[The task]: Return, word for word, only the lines from the one containing "Find the red shirt" through the last line of the entries.

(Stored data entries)
<<<<

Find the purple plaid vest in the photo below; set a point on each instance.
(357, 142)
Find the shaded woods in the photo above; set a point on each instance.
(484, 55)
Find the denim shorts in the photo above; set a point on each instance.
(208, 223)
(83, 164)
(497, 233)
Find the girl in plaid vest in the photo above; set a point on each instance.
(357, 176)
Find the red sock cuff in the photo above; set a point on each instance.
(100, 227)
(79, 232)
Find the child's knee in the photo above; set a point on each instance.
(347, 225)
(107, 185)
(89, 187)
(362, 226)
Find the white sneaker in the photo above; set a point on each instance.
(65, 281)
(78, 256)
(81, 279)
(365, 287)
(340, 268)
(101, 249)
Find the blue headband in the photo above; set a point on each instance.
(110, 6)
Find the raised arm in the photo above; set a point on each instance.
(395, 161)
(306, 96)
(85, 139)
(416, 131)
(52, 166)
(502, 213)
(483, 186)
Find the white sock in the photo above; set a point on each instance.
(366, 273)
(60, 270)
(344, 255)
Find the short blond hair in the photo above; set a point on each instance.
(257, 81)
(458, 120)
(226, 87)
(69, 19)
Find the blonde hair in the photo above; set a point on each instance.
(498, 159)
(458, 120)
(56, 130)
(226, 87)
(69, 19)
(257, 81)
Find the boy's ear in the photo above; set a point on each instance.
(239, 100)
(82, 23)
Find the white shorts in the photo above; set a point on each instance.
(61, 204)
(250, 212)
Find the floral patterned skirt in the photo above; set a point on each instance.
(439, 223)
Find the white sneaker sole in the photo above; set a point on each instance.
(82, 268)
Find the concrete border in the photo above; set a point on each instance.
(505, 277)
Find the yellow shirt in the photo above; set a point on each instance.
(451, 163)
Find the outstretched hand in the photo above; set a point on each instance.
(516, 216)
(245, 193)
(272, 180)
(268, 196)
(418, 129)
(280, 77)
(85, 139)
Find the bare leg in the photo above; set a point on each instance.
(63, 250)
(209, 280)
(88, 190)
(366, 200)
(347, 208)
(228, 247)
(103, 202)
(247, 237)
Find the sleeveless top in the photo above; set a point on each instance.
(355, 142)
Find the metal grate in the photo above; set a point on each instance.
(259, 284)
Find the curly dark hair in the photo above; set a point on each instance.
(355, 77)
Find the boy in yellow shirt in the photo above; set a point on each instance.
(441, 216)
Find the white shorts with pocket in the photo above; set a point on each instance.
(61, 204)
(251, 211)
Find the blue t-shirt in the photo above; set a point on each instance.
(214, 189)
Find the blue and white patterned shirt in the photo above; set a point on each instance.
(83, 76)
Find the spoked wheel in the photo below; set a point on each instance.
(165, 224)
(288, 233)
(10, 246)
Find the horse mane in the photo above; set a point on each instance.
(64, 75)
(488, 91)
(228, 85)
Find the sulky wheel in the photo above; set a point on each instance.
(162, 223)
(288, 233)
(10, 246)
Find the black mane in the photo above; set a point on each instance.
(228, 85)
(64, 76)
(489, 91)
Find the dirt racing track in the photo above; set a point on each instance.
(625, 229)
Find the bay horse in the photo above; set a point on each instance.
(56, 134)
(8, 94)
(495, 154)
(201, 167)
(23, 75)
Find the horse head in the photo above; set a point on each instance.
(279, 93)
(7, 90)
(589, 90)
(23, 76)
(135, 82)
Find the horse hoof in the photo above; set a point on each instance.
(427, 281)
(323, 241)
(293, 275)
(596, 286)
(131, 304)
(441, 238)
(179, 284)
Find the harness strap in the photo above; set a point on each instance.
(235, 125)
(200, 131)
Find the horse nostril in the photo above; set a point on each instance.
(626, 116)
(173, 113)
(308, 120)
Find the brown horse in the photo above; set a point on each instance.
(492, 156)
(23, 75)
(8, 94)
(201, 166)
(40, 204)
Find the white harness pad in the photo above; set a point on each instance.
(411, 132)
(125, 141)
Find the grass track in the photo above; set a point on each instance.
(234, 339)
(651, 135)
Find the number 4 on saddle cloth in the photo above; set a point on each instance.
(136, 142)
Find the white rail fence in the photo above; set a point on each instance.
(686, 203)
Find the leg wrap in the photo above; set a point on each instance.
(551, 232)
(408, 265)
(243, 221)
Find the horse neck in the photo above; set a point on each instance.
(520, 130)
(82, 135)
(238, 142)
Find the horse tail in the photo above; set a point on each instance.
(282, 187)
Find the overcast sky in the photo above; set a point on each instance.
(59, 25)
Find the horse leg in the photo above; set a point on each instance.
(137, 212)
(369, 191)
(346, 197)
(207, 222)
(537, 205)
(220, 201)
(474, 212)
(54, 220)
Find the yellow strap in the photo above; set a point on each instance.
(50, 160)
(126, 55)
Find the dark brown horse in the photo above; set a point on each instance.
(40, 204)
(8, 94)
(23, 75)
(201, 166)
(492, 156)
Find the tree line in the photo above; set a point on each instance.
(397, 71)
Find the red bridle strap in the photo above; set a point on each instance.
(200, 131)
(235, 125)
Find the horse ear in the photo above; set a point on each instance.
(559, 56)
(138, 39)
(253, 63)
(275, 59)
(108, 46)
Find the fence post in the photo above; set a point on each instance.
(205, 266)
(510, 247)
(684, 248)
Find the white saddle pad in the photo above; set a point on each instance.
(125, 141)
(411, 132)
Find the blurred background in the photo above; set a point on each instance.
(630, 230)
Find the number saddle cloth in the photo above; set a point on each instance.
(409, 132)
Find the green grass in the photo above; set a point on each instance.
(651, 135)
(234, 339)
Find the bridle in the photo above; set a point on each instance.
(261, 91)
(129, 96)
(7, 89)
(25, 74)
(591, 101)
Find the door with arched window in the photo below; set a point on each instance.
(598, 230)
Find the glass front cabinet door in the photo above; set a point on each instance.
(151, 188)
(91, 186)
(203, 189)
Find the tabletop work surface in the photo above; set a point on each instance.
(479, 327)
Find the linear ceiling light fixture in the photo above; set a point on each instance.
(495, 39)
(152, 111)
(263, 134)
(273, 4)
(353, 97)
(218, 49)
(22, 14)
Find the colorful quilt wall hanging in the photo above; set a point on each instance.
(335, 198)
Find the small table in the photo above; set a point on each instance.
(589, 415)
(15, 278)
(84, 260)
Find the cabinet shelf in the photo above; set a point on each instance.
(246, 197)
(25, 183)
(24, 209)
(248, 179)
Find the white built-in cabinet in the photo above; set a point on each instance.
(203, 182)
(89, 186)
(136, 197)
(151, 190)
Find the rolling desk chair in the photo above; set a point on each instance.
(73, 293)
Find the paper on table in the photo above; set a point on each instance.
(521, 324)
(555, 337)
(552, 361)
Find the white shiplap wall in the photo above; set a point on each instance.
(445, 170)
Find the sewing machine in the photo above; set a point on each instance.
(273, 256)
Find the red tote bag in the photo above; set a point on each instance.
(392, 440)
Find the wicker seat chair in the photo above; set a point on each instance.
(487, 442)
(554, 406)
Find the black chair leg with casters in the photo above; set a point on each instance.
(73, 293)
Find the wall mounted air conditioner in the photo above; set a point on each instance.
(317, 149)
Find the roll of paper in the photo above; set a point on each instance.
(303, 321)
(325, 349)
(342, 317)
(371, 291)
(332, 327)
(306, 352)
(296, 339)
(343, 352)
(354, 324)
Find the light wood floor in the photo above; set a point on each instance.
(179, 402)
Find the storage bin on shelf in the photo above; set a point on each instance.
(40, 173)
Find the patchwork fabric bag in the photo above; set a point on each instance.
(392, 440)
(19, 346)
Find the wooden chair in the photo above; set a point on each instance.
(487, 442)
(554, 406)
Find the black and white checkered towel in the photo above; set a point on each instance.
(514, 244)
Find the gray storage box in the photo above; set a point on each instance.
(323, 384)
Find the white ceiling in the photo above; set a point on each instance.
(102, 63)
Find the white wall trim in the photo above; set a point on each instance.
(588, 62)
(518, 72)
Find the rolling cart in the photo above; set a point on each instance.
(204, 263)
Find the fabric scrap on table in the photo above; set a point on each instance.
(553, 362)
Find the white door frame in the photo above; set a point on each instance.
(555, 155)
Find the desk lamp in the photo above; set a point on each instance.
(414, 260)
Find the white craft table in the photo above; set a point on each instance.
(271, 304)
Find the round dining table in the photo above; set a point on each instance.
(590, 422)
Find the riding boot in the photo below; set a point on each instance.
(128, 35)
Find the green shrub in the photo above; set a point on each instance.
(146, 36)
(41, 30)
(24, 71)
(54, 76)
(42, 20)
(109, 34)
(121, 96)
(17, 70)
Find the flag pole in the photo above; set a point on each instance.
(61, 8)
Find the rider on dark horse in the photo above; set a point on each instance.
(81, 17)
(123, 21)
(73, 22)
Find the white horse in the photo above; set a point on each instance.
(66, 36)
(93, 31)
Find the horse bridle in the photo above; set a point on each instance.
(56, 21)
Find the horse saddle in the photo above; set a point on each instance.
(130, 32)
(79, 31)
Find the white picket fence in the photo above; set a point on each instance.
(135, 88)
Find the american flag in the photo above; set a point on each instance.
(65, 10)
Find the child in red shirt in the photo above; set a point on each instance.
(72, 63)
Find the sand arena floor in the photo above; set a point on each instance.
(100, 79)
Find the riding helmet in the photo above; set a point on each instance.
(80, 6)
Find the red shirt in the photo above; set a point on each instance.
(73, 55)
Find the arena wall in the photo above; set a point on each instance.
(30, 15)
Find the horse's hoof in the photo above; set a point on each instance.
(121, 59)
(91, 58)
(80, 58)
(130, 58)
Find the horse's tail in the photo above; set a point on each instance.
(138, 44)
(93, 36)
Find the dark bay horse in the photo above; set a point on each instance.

>>>>

[Response for this exercise]:
Find the red shirt in the photo above; set a point on each instance.
(73, 55)
Find the arena wall in the photo above; set a point on each instance.
(30, 15)
Find the horse's hoof in the photo above; set a point on each instance.
(121, 59)
(91, 58)
(80, 58)
(130, 58)
Find the horse's tail in the photo above; set a point on each instance.
(138, 44)
(93, 36)
Find the dark bay horse in the photo above; set a point on each instance.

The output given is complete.